» **RUMUSAN SOAL 1**: Masukkan setiap baris daftar berisi koordinat di bawah ke dalam tabel Markdown dengan kolom "Baris" untuk nomor urut dan "Isi" untuk teks baris tersebut. Baris kosong tidak perlu dimasukkan.

» **TEKS YANG DITAMPILKAN**:
• +62 21 351 4348
  • sekretariat@dppinsa.com

Tak Ada Pelayanan, Tapi Harus Bayar

Tak Ada Pelayanan, Tapi Harus Bayar

ILUSTRASI: Aktifitas bongkar muat ekspor impor di Terminal Peti kemas. (ANTARA/Adwit B Pramono)

ILUSTRASI: Aktifitas bongkar muat ekspor impor di Terminal Peti kemas. (ANTARA/Adwit B Pramono)

Metrotvnews.com, Samarinda: Bagaimana mau punya daya saing kalau biaya logistiknya tinggi. Keluhan ini kerap muncul dari mulut pengusaha, tatkala Presiden Joko Widodo menekankan agar produk Indonesia mesti mampu bersaing.
 
Faktanya, biaya transportasi bahan produksi dan pengiriman barang memang menjadi beban bagi daya saing komoditas dan perdagangan nasional. Paling tidak, dari total biaya produksi,  22 sampai 24 persennya adalah biaya logistik.
 
Salah satu faktor yang membuat bengkaknya biaya logistik adalah tingginya ongkos di pelabuhan. Dan yang kerap menjadi momok adalah biaya tenaga kerja bongkar muat (TKBM). Padahal, belum tentu ada layanan di situ. No service but pay.
 
Bayangkan, meski teknologi mesin sudah mendukung pelabuhan-pelabuhan peti kemas di Indonesia, tetap saja biaya bongkar muat tenaga orangnya harus dibayar. Biayanya pun cenderung monopolistik. Sang pemasok buruh yang menentukan, yakni koperasi TKBM.
 
Kalau pengusaha tidak mau membayarnya, jangan harap barang mereka bisa turun ke darat. Lagipula tidak ada pilihan pemasok buruh lain di luar koperasi TKBM.

» **RUMUSAN SOAL 2**: Tuliskan lanjutan artikel tentang biaya bongkar muat di pelabuhan, dimulai setelah kalimat terakhir yang tercantum.

» **MASUKAN TUGAS**:
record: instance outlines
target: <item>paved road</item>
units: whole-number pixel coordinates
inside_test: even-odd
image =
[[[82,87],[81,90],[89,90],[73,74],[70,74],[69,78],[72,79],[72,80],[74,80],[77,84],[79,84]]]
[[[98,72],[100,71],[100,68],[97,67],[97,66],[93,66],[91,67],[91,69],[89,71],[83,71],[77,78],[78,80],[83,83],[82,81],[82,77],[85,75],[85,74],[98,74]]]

» **JAWABAN TERTULIS 1**:
| Baris | Isi |
|---|---|
| 1 | record: instance outlines |
| 2 | target: <item>paved road</item> |
| 3 | units: whole-number pixel coordinates |
| 4 | inside_test: even-odd |
| 5 | image = |
| 6 | [[[82,87],[81,90],[89,90],[73,74],[70,74],[69,78],[72,79],[72,80],[74,80],[77,84],[79,84]]] |
| 7 | [[[98,72],[100,71],[100,68],[97,67],[97,66],[93,66],[91,67],[91,69],[89,71],[83,71],[77,78],[78,80],[83,83],[82,81],[82,77],[85,75],[85,74],[98,74]]] |

» **JAWABAN TERTULIS 2**:
Tampaknya wajar bila pemerintah mencap kegiatan semacam itu adalah pungutan liar alias pungli. Alhasil, aksi-aksi TKBM "tanpa kerja" itu disikat oleh Saber Pungli bentukan Kementerian Politik Hukum dan Keamanan.
 
Pada November 2016 lalu, tim gabungan yang juga melibatkan Polri itu beres mengobrak-abrik Koperasi TKBM Upaya Karya di Pelabuhan Belawan, Sumatera Utara. Sejumlah orang yang terlibat ditahan. Dan belum lama, 17 Maret 2017 lalu, giliran Terminal Peti Kemas (TPK) Palaran, Samarinda, Kalimantan Timur yang digempur.
 
Pagi itu, Erwin, salah seorang pengurus Koperasi TKBM Samudera Sejahtera (Komura), tertangkap tangan sedang menerima pungli sebesar Rp5 juta. Tapi bagi Erwin, uang itu adalah uang muka alias panjar pekerjaan bongkar muat, yang memang pekerjaannya belom dilakoni.
 
Operasi Tangkap Tangan (OTT) inilah yang membawa tim gabungan menggeledah kantor Komura. Berbagai berkas disita untuk diperiksa, termasuk uang tunai Rp 6,1 miliar yang menumpuk di brankas kantor pengelola buruh bongkar muat di Pelabuhan Samarinda itu.
 
Selain itu, Bareskrim Polri juga memblokir rekening bank milik Komura dan menyita deposito Koperasi sebesar Rp 326 miliar. Hingga akhirnya dua pucuk pimpinan Komura, yakni sang Ketua, Jafar Abdul Gaffar, yang juga anggota DPRD Samarinda, dan Sekretaris Komura, Dwi Hari Winarno, dijadikan tersangka.
 
Bukan sekadar pungli, keduanya juga disangkakan pada tindak pidana pencucian uang (TPPU). Perkaranya, hasil pungli itu disamarkan menjadi aset koperasi.
 
"Ya, TPPU. Kegiatan itu sudah dimulai sejak 2010. Total yang kami sita Rp 2,4 triliun. Kemungkinan besar masih bisa bertambah. Di antaranya dialirkan ke deposito," ucap Kepala Direktorat Tindak Pidana Ekonomi Khusus (Tipideksus) Brigjen Polisi Agung Setya saat ditemui Tim Telusur Metrotvnews.com di Jakarta, Senin, 17 April 2017.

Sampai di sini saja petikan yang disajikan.